* Work to complete *
- 1) In the forum thread, where are the recruiters on Forces.ca based?
- 2) List the usernames of everyone who posted in the forum thread, as shown in the post headings.

* Text *
# Commonwealth Apps



## DukesMW (21 Oct 2010)

Hi guys,

I apologise in advance if this has been covered 10 million times on the forum!

Basically I'm from England. Born and bred, 20 years old now. Not a huge fan of the place to be honest, it's alright but I'd rather move on to pastures new and all that.

The British Army accepts Commonwealth applications - in fact my friend who recently joined the infantry had a platoon that had four South Africans and two Aussies in it. They didn't have a hard time getting in really.

I wondered what the deal is with Commonwealth apps to the Canadian Forces? Probably difficult! I'm an IT technician at the minute.

Many thanks in advance!


----------



## Fiera (23 Oct 2010)

> I would like to join the Canadian Forces. What are the basic requirements?
> 
> You must meet the following minimal conditions: *be a Canadian citizen*; be at least 17 years of age (16 for the Reserves and Military College) with parental/guardian consent for minors; have successfully completed Grade 10 (Sec III in Quebec); some entry programs have additional academic prerequisites.



http://www.forces.ca/en/page/faq-101#joining-1


----------



## Chilme (30 Oct 2010)

DukesMW,

I would certainly speak with a recruiter.  The recruiters on Forces.ca are at the CF Recruiting Group HQ in Borden and are very knowledgeable.  They can give you a better whole picture response vs a local recruiter who may not have as much info outside their area.


----------



## SevenSixTwo (5 Nov 2010)

DukesMW said:
			
		

> Hi guys,
> 
> I apologise in advance if this has been covered 10 million times on the forum!
> 
> ...




Sorry for replying to this thread I just wanted to fix one misconception. The British Army does not accept Commonwealth applications they accept applications from those BORN in a Commonwealth country. Which means, even if you are a citizen of a commonwealth country you cannot join the British army unless you were born in a commonwealth country.


EDIT: Information is outdated look below at my other post.


----------



## Neill McKay (5 Nov 2010)

SevenSixTwo said:
			
		

> Sorry for replying to this thread I just wanted to fix one misconception. The British Army does not accept Commonwealth applications they accept applications from those BORN in a Commonwealth country. Which means, even if you are a citizen of a commonwealth country you cannot join the British army unless you were born in a commonwealth country.



And must you also have lived in the Commonwealth for all of your life up to that point?  (I understand that to have been the case in the 1990s.)


----------



## SevenSixTwo (5 Nov 2010)

N. McKay said:
			
		

> And must you also have lived in the Commonwealth for all of your life up to that point?  (I understand that to have been the case in the 1990s.)



Sorry, it appears I was wrong in my other post. I talked to a recruiter online just to get my facts straight and they said a UK, Irish or commonwealth citizen. It doesn't matter if you weren't born in the commonwealth country and it doesn't matter if you didn't live in that commonwealth country as long as you have a citizenship.

Rows of box annotation data:
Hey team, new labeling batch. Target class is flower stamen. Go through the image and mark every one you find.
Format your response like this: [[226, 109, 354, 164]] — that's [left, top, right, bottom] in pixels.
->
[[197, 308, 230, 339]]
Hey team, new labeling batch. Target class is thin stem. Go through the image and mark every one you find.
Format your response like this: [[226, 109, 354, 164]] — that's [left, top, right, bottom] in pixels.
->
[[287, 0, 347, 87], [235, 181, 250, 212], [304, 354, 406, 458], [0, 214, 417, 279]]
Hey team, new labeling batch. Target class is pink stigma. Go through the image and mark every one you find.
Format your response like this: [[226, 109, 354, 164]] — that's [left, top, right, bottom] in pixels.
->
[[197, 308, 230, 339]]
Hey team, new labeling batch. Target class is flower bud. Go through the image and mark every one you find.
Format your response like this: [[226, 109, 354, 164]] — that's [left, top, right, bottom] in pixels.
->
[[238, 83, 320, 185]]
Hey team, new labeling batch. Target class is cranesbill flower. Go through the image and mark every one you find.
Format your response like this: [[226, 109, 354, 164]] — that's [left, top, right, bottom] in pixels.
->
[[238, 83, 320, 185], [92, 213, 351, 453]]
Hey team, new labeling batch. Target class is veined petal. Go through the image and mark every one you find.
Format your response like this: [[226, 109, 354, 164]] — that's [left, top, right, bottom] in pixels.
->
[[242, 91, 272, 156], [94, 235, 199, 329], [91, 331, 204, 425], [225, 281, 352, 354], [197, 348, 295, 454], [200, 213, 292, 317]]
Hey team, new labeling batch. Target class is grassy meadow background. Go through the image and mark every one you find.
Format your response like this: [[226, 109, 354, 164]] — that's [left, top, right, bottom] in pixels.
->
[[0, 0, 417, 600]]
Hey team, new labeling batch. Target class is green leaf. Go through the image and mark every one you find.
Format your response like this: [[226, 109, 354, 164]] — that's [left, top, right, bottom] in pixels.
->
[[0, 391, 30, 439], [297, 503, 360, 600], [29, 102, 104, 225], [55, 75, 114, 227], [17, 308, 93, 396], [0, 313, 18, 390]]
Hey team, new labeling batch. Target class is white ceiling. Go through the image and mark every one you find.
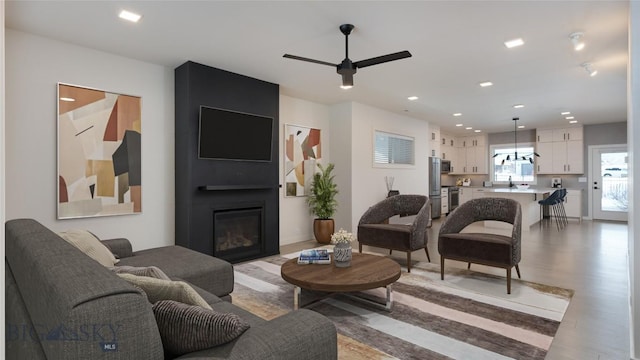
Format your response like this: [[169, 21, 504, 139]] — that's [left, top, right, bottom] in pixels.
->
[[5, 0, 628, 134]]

* Task results *
- 1) At the CF Recruiting Group HQ in Borden.

- 2) DukesMW, Fiera, Chilme, SevenSixTwo, Neill McKay